> Tasks for this exercise:
a – According to the ConceptBed summary, how many unique visual concepts does the dataset contain?
b – Continue the ConceptBed summary from where it stops.

> Extract:
⟨

ConceptBed: Evaluating Concept Learning Abilities of Text-to-Image Diffusion Models

Authors: Maitreya Patel, Tejas Gokhale, Chitta Baral, Yezhou Yang

AAAI 2024 | Conference PDF | Archive PDF | Plain Text | LLM Run Details

Reproducibility Variable Result LLM Response
Research Type Experimental To quantify the ability of T2I models in learning and synthesizing novel visual concepts (a.k.a. personalized T2I), we introduce CONCEPTBED, a large-scale dataset that consists of 284 unique visual concepts, and 33K composite text prompts. Along with the dataset, we propose an evaluation metric, Concept Confidence Deviation (CCD), that uses the confidence of oracle concept classifiers to measure the alignment between concepts generated by T2I generators and concepts contained in target images. We evaluate visual concepts that are either objects, attributes, or styles, and also evaluate four dimensions of compositionality: counting, attributes, relations, and actions. Our human study shows that CCD is highly correlated with human understanding of concepts.
Researcher Affiliation Academia 1 Arizona State University 2 University of Maryland Baltimore County
Pseudocode Yes Algorithm 1: Concept Confidence Deviation
Open Source Code Yes The data, code, and interactive demo is available at: https://conceptbed.github.io/
Open Datasets Yes CONCEPTBED incorporates existing datasets such as Image Net (Deng et al. 2009), PACS (Li et al. 2017), CUB (Wah et al. 2011), and Visual Genome (Krishna et al. 2017), enabling the creation of a labeled dataset.

⟩

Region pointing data
⟨

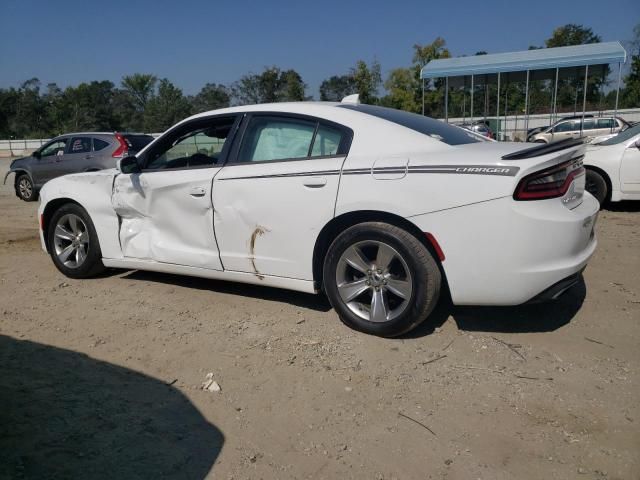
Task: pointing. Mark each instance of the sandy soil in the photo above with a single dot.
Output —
(102, 378)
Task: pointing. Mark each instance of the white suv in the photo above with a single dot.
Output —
(572, 128)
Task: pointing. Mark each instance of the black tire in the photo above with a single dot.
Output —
(596, 185)
(91, 264)
(425, 278)
(25, 189)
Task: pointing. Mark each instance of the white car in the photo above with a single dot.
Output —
(613, 167)
(378, 208)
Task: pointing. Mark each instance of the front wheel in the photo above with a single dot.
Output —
(25, 189)
(381, 279)
(73, 242)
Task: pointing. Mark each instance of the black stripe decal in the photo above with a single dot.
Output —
(450, 169)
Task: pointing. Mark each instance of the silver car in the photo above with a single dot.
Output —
(72, 153)
(573, 128)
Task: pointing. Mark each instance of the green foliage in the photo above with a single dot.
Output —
(335, 88)
(367, 80)
(571, 34)
(211, 97)
(401, 86)
(272, 85)
(631, 93)
(166, 108)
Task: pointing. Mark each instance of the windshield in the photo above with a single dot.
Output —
(622, 136)
(427, 126)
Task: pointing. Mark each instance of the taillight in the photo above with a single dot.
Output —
(550, 183)
(122, 149)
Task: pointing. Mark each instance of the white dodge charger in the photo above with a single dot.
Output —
(378, 208)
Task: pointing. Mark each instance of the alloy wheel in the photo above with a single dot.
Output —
(71, 240)
(25, 188)
(374, 281)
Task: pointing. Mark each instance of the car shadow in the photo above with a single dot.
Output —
(299, 299)
(527, 318)
(624, 206)
(64, 414)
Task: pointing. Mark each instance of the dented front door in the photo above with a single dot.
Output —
(167, 216)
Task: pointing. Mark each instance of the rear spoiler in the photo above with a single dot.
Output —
(544, 149)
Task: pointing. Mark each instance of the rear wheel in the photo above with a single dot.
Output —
(25, 189)
(381, 279)
(73, 242)
(596, 185)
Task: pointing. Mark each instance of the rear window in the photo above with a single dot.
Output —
(99, 144)
(137, 142)
(425, 125)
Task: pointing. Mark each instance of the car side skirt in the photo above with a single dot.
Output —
(296, 284)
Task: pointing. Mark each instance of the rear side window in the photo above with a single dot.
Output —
(567, 126)
(327, 141)
(137, 142)
(606, 123)
(80, 145)
(99, 144)
(54, 148)
(425, 125)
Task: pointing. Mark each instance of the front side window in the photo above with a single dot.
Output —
(99, 144)
(79, 145)
(606, 123)
(273, 138)
(622, 137)
(54, 148)
(198, 146)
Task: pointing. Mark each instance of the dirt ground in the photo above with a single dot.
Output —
(102, 378)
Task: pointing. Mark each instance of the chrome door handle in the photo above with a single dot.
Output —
(315, 182)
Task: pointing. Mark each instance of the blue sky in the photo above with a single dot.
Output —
(193, 42)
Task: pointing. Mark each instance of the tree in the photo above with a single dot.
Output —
(141, 87)
(137, 90)
(272, 85)
(572, 34)
(631, 92)
(434, 91)
(336, 87)
(211, 97)
(292, 87)
(29, 110)
(401, 85)
(166, 108)
(367, 80)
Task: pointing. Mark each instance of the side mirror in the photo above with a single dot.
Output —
(128, 165)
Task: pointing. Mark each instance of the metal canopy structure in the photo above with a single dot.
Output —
(544, 63)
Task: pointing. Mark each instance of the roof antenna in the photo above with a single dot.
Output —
(354, 99)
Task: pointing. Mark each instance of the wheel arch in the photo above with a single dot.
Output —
(48, 212)
(340, 223)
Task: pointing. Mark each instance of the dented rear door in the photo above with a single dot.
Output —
(272, 201)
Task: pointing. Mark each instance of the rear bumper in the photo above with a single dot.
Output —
(557, 289)
(505, 252)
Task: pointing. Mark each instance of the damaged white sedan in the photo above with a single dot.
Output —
(378, 208)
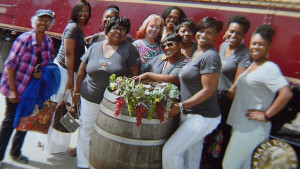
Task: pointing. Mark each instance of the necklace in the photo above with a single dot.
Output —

⟩

> Response list:
a – 284

b –
Dataset Splits No The paper states it trains oracles on "CONCEPTBED training dataset, Dtrain CONCEPTBED" and calculates CCD using "test ground truth images", but it does not specify explicit percentages or sample counts for train/validation/test splits, nor does it detail a split methodology for reproducibility.
Hardware Specification No The paper does not specify any hardware details (e.g., GPU models, CPU types, memory) used for running its experiments.
Software Dependencies No The paper mentions models and frameworks used (e.g., ResNet18, ConvNeXt, ViLT, CLIP) but does not provide specific version numbers for these or other software dependencies.
Experiment Setup No The paper describes the scale of experiments (e.g., N=100 images, N=3 images for composite prompts, 1100+ models, 500,000 images generated) but does not provide specific experimental setup details such as hyperparameters (learning rate, batch size, number of epochs, optimizer settings) or training configurations for the concept learning models or oracles.